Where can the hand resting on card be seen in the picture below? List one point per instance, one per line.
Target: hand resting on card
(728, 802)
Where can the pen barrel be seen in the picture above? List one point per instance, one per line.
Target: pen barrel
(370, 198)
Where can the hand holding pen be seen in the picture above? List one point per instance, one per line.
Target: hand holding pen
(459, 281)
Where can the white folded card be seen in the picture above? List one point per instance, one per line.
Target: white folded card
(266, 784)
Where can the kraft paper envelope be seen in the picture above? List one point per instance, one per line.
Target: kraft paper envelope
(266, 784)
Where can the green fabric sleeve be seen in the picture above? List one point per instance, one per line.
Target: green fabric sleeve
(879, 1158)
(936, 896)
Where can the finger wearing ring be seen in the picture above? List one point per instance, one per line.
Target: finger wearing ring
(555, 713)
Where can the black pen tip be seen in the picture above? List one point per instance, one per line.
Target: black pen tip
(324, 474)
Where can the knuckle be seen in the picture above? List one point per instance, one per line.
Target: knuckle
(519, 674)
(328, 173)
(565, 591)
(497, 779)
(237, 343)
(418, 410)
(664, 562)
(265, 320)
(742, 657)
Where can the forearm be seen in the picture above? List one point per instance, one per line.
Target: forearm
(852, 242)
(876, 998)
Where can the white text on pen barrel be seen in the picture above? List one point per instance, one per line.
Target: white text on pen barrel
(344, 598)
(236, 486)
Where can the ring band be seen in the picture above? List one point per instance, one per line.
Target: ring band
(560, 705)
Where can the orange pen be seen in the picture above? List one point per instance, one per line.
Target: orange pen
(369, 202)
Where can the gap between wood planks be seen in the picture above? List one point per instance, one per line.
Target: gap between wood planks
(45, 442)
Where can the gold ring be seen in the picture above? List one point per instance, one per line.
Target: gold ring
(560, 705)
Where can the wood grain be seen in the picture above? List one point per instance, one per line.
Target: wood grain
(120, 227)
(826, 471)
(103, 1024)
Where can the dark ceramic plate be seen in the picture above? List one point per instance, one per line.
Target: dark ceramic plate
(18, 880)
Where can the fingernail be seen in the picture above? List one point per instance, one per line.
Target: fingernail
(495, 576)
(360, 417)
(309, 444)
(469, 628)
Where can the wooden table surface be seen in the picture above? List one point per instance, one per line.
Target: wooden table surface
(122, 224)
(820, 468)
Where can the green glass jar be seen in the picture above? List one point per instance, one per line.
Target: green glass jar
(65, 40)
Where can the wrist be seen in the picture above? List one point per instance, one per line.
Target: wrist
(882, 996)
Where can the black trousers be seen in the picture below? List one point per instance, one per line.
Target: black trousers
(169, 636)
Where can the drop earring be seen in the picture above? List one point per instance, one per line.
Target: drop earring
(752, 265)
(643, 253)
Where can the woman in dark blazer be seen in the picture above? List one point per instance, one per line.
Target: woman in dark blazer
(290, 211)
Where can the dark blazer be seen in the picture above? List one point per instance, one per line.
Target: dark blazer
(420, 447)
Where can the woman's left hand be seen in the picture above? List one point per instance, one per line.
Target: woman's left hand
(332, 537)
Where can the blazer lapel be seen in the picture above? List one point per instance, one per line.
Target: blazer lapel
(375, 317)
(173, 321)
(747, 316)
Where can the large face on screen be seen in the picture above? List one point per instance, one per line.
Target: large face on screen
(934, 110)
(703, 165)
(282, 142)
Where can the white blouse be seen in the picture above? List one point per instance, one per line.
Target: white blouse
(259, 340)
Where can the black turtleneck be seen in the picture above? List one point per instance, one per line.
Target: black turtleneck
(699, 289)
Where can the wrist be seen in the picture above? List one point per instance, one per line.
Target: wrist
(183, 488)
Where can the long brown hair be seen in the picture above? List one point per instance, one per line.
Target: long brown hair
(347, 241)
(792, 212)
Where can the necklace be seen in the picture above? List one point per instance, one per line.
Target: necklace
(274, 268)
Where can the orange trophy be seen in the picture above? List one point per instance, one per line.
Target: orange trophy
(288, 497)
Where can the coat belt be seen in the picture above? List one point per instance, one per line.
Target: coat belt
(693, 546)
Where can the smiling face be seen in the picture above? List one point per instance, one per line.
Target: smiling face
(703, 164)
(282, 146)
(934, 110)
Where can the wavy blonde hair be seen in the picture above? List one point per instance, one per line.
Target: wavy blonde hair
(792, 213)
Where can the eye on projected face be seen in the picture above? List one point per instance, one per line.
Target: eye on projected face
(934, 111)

###

Prompt :: Your task is to transcribe the listing above in full, exactly as given.

Result ::
Where can the hand resting on card be seen in the picture below? List one point per instance, one per line.
Target: hand resting on card
(728, 802)
Where can the pen barrel be seen in the picture above? List one point per instance, one per line.
Target: pen barrel
(370, 198)
Where can the hand holding pen be seen in the picture above? List one point per instance, one per line.
Target: hand holding pen
(459, 281)
Where can the white folded card be seen in the picture above? List one point per instance, one per line.
Target: white folded card
(266, 784)
Where can the kraft paper envelope be seen in the picture above? List one point per instance, one per line.
Target: kraft paper envelope
(266, 784)
Where can the green fabric sleeve be seen in the picture above? List one point per instance, one per line.
Target: green fabric sleeve
(879, 1158)
(936, 896)
Where can the finger wearing ring be seen in the picture above? List one point per instance, one per line.
Target: finger wearing ring
(555, 713)
Where can the black pen tip be seen in the picture above? List one point per instance, one per line.
Target: black pen tip
(324, 474)
Where can the knuckle be seen in the picture above? List one point per instance, one per line.
Target: knuckle
(519, 674)
(328, 173)
(565, 591)
(497, 779)
(237, 343)
(418, 410)
(664, 562)
(265, 320)
(742, 657)
Where can the forearm be seen in the picture above? List one point per instance, one per line.
Target: forearm
(852, 242)
(876, 998)
Where can the white text on pen barrel be seen in the picture above? List one point per instance, one per line.
Target: white text on pen barrel
(344, 598)
(236, 486)
Where can the ring band be seen in the picture above? List one point per instance, one per line.
Target: ring band
(560, 705)
Where can the orange pen be seen in the picture above? List one point per instance, one per line.
Target: orange pen
(369, 202)
Where can the gap between wood planks be seen in the picture above? List one point per instance, one per line.
Target: gap between wood planks
(45, 442)
Where can the gold ring be seen in the picture above? List one point per instance, one per line.
Target: gold ring
(560, 705)
Where can the wood grain be seen in the picture above? List one point per instance, one per line.
Target: wood grain
(120, 227)
(826, 471)
(103, 1024)
Where can the dark ceramic plate be seen in the picture above? List one point per instance, one per line.
Target: dark ceramic plate
(18, 880)
Where can the fingernail be seen in the picture above? List one point per instance, one per line.
Target: fingernail
(495, 576)
(360, 417)
(309, 444)
(469, 628)
Where can the wooden table surface be seen in the picture above? List one point per instance, one per line.
Target: wooden table surface
(122, 224)
(820, 468)
Where can the green glass jar be seen in the picture above? List one point per instance, one per line.
Target: green glass jar
(65, 40)
Where can the wrist be seen in the picture above? List one point per instance, one per line.
Target: wrist
(882, 996)
Where can the black trousers be seen in the picture below? List one point per instance, one per line.
Target: black trousers
(169, 636)
Where can the drop earring be seen in the picture above? List one point per instance, one per line.
Target: drop earring
(752, 265)
(643, 253)
Where can the woman in dark blazer be seen in the picture above? List one point per instance, one per line.
Target: woman in dark blazer
(290, 211)
Where can the dark blazer be seen in the picture above? List one point per instance, one per line.
Target: dark blazer
(420, 447)
Where can the woman's left hand be seen in the picture above? List one point per instance, one per line.
Target: woman's left hand
(332, 537)
Where can the blazer lapel be seen in the picture above? List one point per instance, one per line.
Target: blazer lapel
(375, 317)
(173, 321)
(747, 316)
Where can the large face on screen be seen in the picture above? List one point per instance, one per line.
Target: large face on screen
(934, 110)
(703, 165)
(282, 142)
Where can the white blouse be seen in the picture above? List one point per instance, one per line.
Target: white blouse
(259, 340)
Where can the black turtleneck be seen in the picture above? List one point per instance, one per line.
Target: black turtleneck
(699, 289)
Where can the wrist be seen in the picture above? List one point per instance, one per line.
Target: wrist
(183, 488)
Where can the long brown hair be seen in the picture above? List one point per instance, one per line.
Target: long brown hair
(347, 241)
(792, 212)
Where can the necklace be seen in the picture above? List one point per instance, one per line.
Target: necklace
(274, 268)
Where can the orange trophy be seen in the picture above? List one point per instance, one per line.
Target: orange trophy
(288, 497)
Where can the coat belt be seen in the picture above? List one point per instance, one per line.
Target: coat belt
(693, 546)
Where can the smiling face be seen in the picture above? List one point per instance, one per line.
Target: smiling face
(703, 164)
(282, 146)
(934, 110)
Where can the wavy blonde hair be seen in the picture above? List one point per instance, one per line.
Target: wavy blonde hair
(792, 213)
Where can the eye on projected face be seen in the picture above? List one point per instance, one per line.
Target: eye on projected face
(934, 111)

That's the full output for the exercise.